## [EXERCISE PROMPT]
Turn the lines of the data below into a numbered list, leaving out any blank lines. Begin at the line that contains "Label studio task — object class: bar" and continue through the end of the data.

Recorded data

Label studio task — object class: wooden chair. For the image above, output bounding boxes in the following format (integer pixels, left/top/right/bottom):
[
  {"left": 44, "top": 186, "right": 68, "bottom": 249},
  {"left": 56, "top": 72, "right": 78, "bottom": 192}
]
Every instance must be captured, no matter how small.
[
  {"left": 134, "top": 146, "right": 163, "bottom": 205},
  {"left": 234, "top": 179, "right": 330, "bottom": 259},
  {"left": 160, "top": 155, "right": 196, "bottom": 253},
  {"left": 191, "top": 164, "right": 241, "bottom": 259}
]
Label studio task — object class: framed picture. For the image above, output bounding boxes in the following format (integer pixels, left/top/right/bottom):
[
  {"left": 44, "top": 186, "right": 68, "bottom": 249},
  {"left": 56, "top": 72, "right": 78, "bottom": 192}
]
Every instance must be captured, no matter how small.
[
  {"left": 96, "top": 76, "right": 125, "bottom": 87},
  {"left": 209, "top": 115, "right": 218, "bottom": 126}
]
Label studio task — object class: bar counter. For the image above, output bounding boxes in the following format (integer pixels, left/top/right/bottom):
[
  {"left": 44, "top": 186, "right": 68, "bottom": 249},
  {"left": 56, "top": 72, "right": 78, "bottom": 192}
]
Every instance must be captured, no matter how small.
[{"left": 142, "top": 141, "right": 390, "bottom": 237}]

## [THE REPLY]
1. Label studio task — object class: bar counter. For the image above, output bounding boxes in the following format (integer pixels, left/top/right/bottom):
2. [
3.   {"left": 44, "top": 186, "right": 68, "bottom": 249},
4.   {"left": 56, "top": 72, "right": 78, "bottom": 192}
5. ]
6. Every instance must be captured, no matter how small.
7. [{"left": 142, "top": 141, "right": 390, "bottom": 237}]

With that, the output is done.